| Stated problem 1 |
Render the rows from their start through the line containing "pixel 85 81" as a JSON list of strings, one string per line, leaving out blank lines.

Go Back  PPRuNe Forums > Flight Deck Forums > Rumours & News
Reload this Page >

Air Asia Indonesia Lost Contact from Surabaya to Singapore

Rumours & News Reporting Points that may affect our jobs or lives as professional pilots. Also, items that may be of interest to professional pilots.

Air Asia Indonesia Lost Contact from Surabaya to Singapore

Old 31st Dec 2014, 10:41
  #721 (permalink)  
 
Join Date: Sep 2014
Location: Canada
Posts: 1,257
How does bank angle limiting work in the bus at high altitude? On the 73, one has to manually select the bank limit in HDG SEL - I assume the bus is more sophisticated and does it automatically, or can one bank the aircraft into buffet at high altitude like you can in brand B?
There is a 67 degree limit as long as you are in normal flight envelope. However unlike in Boeings, this is a "hard limit" (maximum achievable) which the pilot cannot override under normal flight.

| Input |
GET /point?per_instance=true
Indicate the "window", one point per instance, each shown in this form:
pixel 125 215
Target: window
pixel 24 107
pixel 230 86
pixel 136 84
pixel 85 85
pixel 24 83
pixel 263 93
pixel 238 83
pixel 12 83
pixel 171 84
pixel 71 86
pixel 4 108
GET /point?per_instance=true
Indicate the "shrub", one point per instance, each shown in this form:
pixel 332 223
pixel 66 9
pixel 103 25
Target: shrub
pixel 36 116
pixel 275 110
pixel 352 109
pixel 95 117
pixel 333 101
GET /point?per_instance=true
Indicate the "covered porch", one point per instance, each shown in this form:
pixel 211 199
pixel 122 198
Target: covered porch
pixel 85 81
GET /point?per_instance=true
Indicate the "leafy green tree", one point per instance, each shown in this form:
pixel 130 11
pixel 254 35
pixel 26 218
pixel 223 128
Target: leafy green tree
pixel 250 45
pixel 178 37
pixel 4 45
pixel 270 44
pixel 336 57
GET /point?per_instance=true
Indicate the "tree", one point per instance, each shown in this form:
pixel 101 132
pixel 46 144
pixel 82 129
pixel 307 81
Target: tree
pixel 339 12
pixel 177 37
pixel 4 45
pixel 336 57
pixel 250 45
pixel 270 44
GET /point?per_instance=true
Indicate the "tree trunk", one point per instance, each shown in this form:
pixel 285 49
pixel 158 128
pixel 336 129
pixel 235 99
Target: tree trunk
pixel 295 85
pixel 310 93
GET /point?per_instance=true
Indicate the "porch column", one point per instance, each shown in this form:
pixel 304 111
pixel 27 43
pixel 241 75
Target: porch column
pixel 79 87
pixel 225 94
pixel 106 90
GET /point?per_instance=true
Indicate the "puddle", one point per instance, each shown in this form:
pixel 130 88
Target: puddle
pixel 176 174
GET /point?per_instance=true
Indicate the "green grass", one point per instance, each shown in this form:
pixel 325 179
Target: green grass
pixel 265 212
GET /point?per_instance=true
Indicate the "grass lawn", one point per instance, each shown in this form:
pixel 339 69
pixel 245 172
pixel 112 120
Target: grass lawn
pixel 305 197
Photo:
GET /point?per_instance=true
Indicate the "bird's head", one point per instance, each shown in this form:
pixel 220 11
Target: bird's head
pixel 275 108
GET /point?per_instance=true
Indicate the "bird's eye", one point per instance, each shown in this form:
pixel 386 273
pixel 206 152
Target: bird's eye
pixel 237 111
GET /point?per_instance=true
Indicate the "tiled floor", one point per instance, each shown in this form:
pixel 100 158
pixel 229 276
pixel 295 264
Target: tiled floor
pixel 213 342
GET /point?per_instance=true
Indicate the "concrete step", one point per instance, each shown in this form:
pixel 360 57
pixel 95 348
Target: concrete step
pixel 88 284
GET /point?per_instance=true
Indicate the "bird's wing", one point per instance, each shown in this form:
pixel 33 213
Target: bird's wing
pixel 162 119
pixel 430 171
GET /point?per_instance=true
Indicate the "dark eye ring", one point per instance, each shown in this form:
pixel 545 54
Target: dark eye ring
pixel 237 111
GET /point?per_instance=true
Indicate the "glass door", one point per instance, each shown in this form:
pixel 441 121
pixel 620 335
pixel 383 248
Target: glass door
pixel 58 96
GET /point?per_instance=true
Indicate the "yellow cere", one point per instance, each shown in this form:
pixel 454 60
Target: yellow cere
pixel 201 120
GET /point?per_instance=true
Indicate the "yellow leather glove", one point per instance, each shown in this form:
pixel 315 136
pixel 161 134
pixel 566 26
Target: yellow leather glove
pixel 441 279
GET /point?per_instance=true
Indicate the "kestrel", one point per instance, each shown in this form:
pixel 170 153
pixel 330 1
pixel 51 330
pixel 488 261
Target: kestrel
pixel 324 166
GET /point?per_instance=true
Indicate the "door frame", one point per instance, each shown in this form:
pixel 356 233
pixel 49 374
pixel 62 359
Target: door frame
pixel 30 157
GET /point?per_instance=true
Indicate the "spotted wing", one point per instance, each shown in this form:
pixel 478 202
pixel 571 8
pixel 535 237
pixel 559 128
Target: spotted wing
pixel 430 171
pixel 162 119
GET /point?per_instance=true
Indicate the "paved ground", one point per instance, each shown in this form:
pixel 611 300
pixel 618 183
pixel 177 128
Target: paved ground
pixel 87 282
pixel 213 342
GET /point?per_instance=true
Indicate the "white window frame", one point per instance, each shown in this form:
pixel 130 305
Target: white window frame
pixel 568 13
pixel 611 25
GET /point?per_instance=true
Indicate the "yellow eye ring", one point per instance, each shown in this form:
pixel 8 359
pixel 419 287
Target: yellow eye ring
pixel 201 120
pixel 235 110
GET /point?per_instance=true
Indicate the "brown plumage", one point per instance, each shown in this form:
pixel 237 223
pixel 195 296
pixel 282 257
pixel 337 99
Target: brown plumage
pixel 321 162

| Stated problem 2 |
Reproduce the forum thread from "Rumours & News Reporting" to "in brand B?", substituting "Mexico" for "Canada".

| Correct output 1 |
[
  "GET /point?per_instance=true",
  "Indicate the \"window\", one point per instance, each shown in this form:",
  "pixel 125 215",
  "Target: window",
  "pixel 24 107",
  "pixel 230 86",
  "pixel 136 84",
  "pixel 85 85",
  "pixel 24 83",
  "pixel 263 93",
  "pixel 238 83",
  "pixel 12 83",
  "pixel 171 84",
  "pixel 71 86",
  "pixel 4 108",
  "GET /point?per_instance=true",
  "Indicate the \"shrub\", one point per instance, each shown in this form:",
  "pixel 332 223",
  "pixel 66 9",
  "pixel 103 25",
  "Target: shrub",
  "pixel 36 116",
  "pixel 275 110",
  "pixel 352 109",
  "pixel 95 117",
  "pixel 333 101",
  "GET /point?per_instance=true",
  "Indicate the \"covered porch\", one point per instance, each shown in this form:",
  "pixel 211 199",
  "pixel 122 198",
  "Target: covered porch",
  "pixel 85 81"
]

| Correct output 2 |
Rumours & News Reporting Points that may affect our jobs or lives as professional pilots. Also, items that may be of interest to professional pilots.

Air Asia Indonesia Lost Contact from Surabaya to Singapore

Old 31st Dec 2014, 10:41
  #721 (permalink)  
 
Join Date: Sep 2014
Location: Mexico
Posts: 1,257
How does bank angle limiting work in the bus at high altitude? On the 73, one has to manually select the bank limit in HDG SEL - I assume the bus is more sophisticated and does it automatically, or can one bank the aircraft into buffet at high altitude like you can in brand B?